§ **To be done**
In the confidentiality section below, what must a Participant who fails to comply with Section 7(a) repay to the Company?

§ **Page text**
7.Confidentiality, Covenants, and Cooperation.

 

(a)                Confidentiality and Covenants. A Participant’s entitlement to Plan benefits shall be further conditioned upon the Participant’s compliance with this Section 7(a), in addition to the provisions of any separate Participation Agreement (including any covenants contained therein) executed by the Participant in accordance with Section 3(b). During the course of the Participant’s employment with the Company and its affiliates, the Participant has obtained or will obtain private or confidential information, trade secrets, and proprietary data relating to the Company and its affiliates that is not readily available to the public (collectively, “Confidential Information”). In exchange for participation in the Plan, the Participant shall not, either directly or indirectly, knowingly or purposely disclose or use Confidential Information acquired during his or her relationship with the Company and its affiliates except in connection with his or her duties or unless compelled to do so by law. Furthermore, the Participant, if compelled by law to disclose Confidential Information, shall, unless prohibited by law, provide the Company prior written notice to permit the Company to seek a protective order or other protective measure. The Participant shall provide notice as soon as reasonably practicable and with all due diligence, recognizing that disclosure of Confidential Information could be harmful to the Company or its affiliates. In the event that a Participant fails to comply with this Section 7(a), such Participant shall repay to the Company any payments received under Section 4(a), and no further benefits shall be payable under the Plan. Notwithstanding the foregoing, nothing herein will prohibit a Participant from: (i) disclosing Confidential Information when compelled to do so by law; (ii) making a good faith report of possible violations of applicable law to any governmental agency or entity; or (iii) making disclosures that are protected under the whistleblower provisions of applicable law.

§ **Entries provided**

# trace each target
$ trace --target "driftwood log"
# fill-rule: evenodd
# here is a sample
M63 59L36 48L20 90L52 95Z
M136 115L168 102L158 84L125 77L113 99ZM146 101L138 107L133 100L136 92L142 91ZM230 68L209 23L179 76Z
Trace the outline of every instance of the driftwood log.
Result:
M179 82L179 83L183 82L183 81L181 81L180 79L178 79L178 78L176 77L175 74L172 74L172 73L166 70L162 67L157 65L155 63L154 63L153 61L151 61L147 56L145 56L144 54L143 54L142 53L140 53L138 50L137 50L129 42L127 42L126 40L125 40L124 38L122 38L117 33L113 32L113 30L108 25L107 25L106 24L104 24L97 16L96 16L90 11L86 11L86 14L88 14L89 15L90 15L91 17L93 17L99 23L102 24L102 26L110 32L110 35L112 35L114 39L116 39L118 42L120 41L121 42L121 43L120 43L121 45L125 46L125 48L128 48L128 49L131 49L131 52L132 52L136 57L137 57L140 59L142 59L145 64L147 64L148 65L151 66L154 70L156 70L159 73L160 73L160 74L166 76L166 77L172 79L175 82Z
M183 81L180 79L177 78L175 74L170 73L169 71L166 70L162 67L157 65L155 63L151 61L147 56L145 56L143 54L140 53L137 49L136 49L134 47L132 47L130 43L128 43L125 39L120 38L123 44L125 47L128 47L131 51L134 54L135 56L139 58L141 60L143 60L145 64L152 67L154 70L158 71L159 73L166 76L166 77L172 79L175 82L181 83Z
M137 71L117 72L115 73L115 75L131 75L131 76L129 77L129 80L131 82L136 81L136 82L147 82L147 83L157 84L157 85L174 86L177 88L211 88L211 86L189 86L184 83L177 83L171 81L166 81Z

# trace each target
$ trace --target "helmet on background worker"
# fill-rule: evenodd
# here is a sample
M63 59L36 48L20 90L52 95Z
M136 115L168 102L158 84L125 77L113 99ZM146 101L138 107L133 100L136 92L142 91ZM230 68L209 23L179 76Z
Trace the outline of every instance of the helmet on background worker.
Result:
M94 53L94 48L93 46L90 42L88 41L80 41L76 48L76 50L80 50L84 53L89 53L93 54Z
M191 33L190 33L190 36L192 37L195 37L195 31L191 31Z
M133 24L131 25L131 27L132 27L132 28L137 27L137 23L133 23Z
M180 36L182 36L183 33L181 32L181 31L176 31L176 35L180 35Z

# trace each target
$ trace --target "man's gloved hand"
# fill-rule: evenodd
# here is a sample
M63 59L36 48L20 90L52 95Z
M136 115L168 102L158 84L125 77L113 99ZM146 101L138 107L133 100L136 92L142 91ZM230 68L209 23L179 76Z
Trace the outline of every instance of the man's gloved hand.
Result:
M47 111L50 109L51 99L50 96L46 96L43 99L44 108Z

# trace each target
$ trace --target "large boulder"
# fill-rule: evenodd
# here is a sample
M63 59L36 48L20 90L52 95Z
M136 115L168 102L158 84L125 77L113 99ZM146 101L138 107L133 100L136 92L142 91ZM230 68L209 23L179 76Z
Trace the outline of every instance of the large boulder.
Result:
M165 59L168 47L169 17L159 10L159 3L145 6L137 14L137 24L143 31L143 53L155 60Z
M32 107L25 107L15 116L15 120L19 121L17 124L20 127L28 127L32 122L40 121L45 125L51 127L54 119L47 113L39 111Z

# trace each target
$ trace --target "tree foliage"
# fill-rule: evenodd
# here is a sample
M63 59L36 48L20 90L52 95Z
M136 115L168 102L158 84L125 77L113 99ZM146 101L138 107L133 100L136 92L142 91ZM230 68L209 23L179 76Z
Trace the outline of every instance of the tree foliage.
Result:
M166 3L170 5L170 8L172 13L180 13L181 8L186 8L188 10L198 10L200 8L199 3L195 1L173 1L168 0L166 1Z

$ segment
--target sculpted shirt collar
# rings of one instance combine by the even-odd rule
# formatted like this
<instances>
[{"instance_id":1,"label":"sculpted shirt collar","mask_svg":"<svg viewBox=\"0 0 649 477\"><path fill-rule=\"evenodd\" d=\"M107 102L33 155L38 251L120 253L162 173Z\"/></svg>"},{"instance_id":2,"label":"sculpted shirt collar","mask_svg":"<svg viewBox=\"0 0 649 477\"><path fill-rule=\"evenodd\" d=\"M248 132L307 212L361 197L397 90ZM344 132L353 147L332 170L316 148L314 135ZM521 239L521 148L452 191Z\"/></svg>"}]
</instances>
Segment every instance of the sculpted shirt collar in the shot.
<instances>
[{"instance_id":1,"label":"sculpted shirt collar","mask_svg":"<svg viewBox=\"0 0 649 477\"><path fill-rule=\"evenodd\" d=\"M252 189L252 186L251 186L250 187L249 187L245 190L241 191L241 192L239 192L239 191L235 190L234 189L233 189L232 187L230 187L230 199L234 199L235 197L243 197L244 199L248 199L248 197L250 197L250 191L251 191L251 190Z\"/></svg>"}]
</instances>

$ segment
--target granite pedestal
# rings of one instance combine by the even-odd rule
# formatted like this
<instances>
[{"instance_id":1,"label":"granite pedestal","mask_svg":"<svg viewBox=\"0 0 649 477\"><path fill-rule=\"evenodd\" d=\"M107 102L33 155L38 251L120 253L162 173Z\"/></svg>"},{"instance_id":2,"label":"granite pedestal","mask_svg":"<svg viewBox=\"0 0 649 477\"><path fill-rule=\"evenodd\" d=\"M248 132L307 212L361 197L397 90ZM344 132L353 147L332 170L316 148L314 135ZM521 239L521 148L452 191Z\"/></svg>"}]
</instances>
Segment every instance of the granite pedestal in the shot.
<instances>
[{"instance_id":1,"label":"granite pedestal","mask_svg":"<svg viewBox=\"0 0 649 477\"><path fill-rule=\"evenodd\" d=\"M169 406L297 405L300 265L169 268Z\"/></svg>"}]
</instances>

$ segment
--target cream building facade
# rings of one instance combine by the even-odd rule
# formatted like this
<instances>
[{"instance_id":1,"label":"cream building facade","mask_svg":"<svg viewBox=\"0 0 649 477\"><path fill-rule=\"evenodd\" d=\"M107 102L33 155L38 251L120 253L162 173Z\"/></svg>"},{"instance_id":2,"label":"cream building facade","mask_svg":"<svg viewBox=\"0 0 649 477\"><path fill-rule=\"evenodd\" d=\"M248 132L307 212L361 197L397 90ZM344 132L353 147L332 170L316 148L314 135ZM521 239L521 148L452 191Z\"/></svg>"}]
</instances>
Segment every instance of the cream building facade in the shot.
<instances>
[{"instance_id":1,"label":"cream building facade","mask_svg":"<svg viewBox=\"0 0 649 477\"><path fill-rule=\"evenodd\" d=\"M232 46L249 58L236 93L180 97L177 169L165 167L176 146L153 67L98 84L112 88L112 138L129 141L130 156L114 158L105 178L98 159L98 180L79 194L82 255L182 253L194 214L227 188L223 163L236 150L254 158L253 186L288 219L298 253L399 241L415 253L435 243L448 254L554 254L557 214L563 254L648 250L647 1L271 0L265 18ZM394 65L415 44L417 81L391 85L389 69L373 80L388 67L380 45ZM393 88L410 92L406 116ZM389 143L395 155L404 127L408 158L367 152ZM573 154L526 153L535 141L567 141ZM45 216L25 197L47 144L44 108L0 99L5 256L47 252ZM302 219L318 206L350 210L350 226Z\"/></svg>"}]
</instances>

§ **Exercise result**
Any payments received under Section 4(a).